▸ **Aim of the exercise**
Send each entry back exactly as given, pictures excluded.

(Records from a collection)
--- --- ---

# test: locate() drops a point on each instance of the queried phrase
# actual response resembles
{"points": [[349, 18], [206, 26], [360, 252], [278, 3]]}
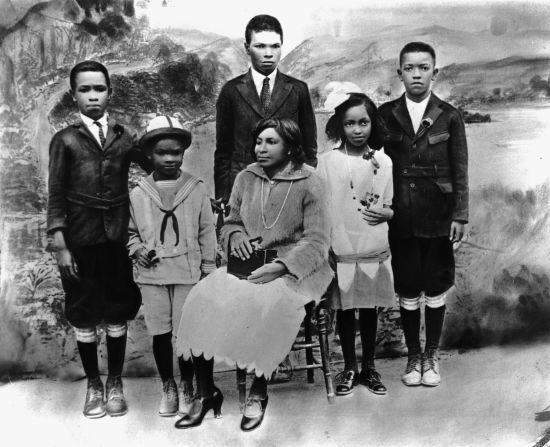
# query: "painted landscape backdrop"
{"points": [[503, 70]]}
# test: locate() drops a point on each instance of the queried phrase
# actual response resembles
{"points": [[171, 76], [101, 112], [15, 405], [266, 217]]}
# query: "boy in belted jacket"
{"points": [[88, 221], [173, 238], [426, 141]]}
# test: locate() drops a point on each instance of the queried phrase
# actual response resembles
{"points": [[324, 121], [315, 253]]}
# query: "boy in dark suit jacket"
{"points": [[88, 213], [262, 92], [427, 143]]}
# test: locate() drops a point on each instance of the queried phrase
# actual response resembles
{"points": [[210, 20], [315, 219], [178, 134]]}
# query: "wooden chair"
{"points": [[320, 313]]}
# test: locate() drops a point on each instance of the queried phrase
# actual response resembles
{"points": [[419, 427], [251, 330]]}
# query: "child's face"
{"points": [[357, 126], [270, 150], [167, 157], [91, 93], [264, 50], [417, 73]]}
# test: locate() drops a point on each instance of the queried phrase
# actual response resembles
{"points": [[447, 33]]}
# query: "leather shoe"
{"points": [[254, 411], [94, 406], [199, 408], [116, 402]]}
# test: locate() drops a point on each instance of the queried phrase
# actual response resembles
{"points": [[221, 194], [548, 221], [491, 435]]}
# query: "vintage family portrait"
{"points": [[274, 224]]}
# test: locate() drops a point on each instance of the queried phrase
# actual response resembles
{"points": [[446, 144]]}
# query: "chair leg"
{"points": [[241, 387], [323, 342], [307, 336]]}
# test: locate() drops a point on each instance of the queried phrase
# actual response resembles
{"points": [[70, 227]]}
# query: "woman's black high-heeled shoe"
{"points": [[254, 421], [199, 408]]}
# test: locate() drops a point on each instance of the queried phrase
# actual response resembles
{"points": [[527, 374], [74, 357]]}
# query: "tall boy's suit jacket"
{"points": [[430, 168], [88, 185], [239, 109]]}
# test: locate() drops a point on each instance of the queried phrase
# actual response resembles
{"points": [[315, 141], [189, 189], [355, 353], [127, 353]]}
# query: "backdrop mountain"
{"points": [[473, 63]]}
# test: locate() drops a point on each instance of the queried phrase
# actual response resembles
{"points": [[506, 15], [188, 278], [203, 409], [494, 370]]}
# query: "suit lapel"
{"points": [[281, 90], [83, 130], [247, 90], [111, 134], [433, 110], [401, 114]]}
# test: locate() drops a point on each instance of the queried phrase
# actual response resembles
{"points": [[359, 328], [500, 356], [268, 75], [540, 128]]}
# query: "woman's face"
{"points": [[357, 125], [270, 150]]}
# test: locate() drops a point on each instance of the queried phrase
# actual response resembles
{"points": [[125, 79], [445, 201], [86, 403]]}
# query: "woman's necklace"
{"points": [[370, 197], [269, 227]]}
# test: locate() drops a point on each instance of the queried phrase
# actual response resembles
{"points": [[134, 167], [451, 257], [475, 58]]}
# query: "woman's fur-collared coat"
{"points": [[300, 235]]}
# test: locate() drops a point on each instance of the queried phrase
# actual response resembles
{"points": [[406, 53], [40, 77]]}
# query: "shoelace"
{"points": [[171, 391], [412, 364], [96, 394], [373, 375], [429, 362], [343, 376], [252, 404]]}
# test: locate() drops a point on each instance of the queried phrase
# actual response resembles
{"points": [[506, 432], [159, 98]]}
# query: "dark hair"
{"points": [[289, 132], [263, 22], [88, 66], [416, 47], [335, 125]]}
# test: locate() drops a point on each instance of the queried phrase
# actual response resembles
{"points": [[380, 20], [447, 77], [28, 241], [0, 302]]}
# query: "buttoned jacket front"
{"points": [[430, 168], [88, 185], [239, 109]]}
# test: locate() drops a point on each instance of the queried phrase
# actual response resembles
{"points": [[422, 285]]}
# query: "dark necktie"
{"points": [[101, 134], [266, 96]]}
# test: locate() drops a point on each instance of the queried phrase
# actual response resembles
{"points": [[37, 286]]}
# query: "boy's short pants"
{"points": [[106, 291], [162, 306], [422, 265]]}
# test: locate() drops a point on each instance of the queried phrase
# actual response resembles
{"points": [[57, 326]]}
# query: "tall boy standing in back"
{"points": [[427, 143], [262, 92], [88, 215]]}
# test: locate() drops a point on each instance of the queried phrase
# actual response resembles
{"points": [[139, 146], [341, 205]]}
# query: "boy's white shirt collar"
{"points": [[258, 79], [416, 110], [89, 122]]}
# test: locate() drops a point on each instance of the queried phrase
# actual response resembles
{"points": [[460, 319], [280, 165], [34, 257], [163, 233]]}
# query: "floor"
{"points": [[487, 398]]}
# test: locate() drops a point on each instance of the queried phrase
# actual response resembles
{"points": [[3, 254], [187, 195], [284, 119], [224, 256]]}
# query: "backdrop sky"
{"points": [[303, 19]]}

--- --- ---

▸ **Your solution**
# test: locate() drops a point on each instance of the queried phrase
# actual response resembles
{"points": [[349, 18], [206, 26], [360, 252], [278, 3]]}
# query: "painted landscape backdrop"
{"points": [[503, 70]]}
# test: locate() drops a point on each instance of the queried phrase
# actual response resembles
{"points": [[171, 76], [101, 112], [15, 405], [266, 217]]}
# query: "boy in belted jacket"
{"points": [[88, 221], [173, 238], [426, 141]]}
# test: locate() drops a point on each instance of the queried phrase
# actual response resembles
{"points": [[324, 121], [315, 253]]}
# query: "boy in dark suit jacket"
{"points": [[88, 213], [262, 92], [427, 143]]}
# test: locate() drops a point on each instance of the queried phrase
# actual response resembles
{"points": [[210, 20], [315, 219], [178, 134]]}
# query: "wooden chair"
{"points": [[320, 313]]}
# test: locate() drops a point on each instance of the queried phrase
# actual response resembles
{"points": [[419, 427], [251, 330]]}
# query: "child's face"
{"points": [[357, 126], [270, 150], [167, 157], [91, 93], [264, 50], [417, 73]]}
# test: locate() drops a point on each instance of the queried phrase
# actual response resembles
{"points": [[447, 33]]}
# query: "leather shoe"
{"points": [[254, 411], [94, 406], [199, 408], [116, 402]]}
# test: locate() drops a point on each instance of the queried phrase
# actual response resembles
{"points": [[221, 194], [548, 221], [491, 435]]}
# query: "vintage family portrait"
{"points": [[274, 224]]}
# test: locate() drops a point on each instance of the queried phrase
# actual response resembles
{"points": [[446, 144]]}
# query: "chair leg"
{"points": [[241, 387], [323, 342], [307, 336]]}
# test: locate() drops a point on each instance of the queried phrase
# actual response resembles
{"points": [[70, 227]]}
# query: "woman's black high-heeled shoe"
{"points": [[254, 421], [199, 408]]}
# test: locate() drops a point on each instance of the queried phrase
# actual response resembles
{"points": [[527, 374], [74, 357]]}
# query: "tall boy's suit jacket"
{"points": [[430, 168], [88, 185], [239, 109]]}
# test: locate() drops a point on each instance of the queried phrase
# actual response resembles
{"points": [[315, 141], [189, 189], [355, 353], [127, 353]]}
# query: "backdrop mountain"
{"points": [[473, 63]]}
# test: locate() drops a point on each instance of the queried phrase
# actual response resembles
{"points": [[506, 15], [188, 278], [203, 409], [494, 370]]}
# query: "suit lapel"
{"points": [[281, 90], [83, 130], [247, 90], [111, 134], [433, 110], [401, 114]]}
# test: locate() drops a point on each instance of the queried phrase
# actual response resembles
{"points": [[359, 328], [500, 356], [268, 75], [540, 128]]}
# query: "woman's face"
{"points": [[357, 125], [270, 150]]}
# test: locate() drops a point on each instance of the queried phrase
# actual response resembles
{"points": [[125, 79], [445, 201], [86, 403]]}
# query: "woman's necklace"
{"points": [[370, 197], [269, 227]]}
# test: locate() drops a point on each instance of the queried phrase
# actual response resembles
{"points": [[134, 167], [451, 257], [475, 58]]}
# query: "woman's fur-collared coat"
{"points": [[300, 235]]}
# test: locate() drops a point on each instance of the queried phrase
# actual response resembles
{"points": [[406, 53], [40, 77]]}
# query: "shoelace"
{"points": [[171, 391], [412, 364], [96, 394], [373, 375], [429, 362], [343, 376], [252, 404]]}
# test: locate() drops a point on each instance of the queried phrase
# actual response resembles
{"points": [[506, 432], [159, 98]]}
# query: "dark hair"
{"points": [[289, 132], [263, 22], [88, 66], [416, 47], [335, 125]]}
# test: locate() drops a point on each instance of the queried phrase
# actual response resembles
{"points": [[380, 20], [447, 77], [28, 241], [0, 302]]}
# query: "buttoned jacket front"
{"points": [[430, 168], [88, 185], [239, 109]]}
# test: locate() drops a point on each instance of the queried phrase
# actual response resembles
{"points": [[422, 285]]}
# query: "dark necktie"
{"points": [[101, 134], [266, 96]]}
# test: locate() drops a point on each instance of the queried phrase
# actual response resembles
{"points": [[37, 286]]}
# query: "boy's short pants"
{"points": [[106, 291], [162, 306], [422, 265]]}
# test: locate() drops a point on each instance of the queried phrase
# actual response resembles
{"points": [[57, 326]]}
# query: "tall boy standing in back"
{"points": [[427, 143], [262, 92], [88, 215]]}
# test: locate() drops a point on each instance of the queried phrase
# actual response resembles
{"points": [[139, 146], [341, 205]]}
# query: "boy's white shirt collar"
{"points": [[258, 79], [416, 110], [89, 122]]}
# test: locate() drops a point on each instance of the queried phrase
# actual response resembles
{"points": [[460, 319], [280, 165], [34, 257], [163, 233]]}
# query: "floor"
{"points": [[487, 398]]}
# test: locate() drops a point on each instance of the queried phrase
# actual response resembles
{"points": [[3, 254], [187, 195], [284, 119], [224, 256]]}
# query: "backdrop sky"
{"points": [[303, 19]]}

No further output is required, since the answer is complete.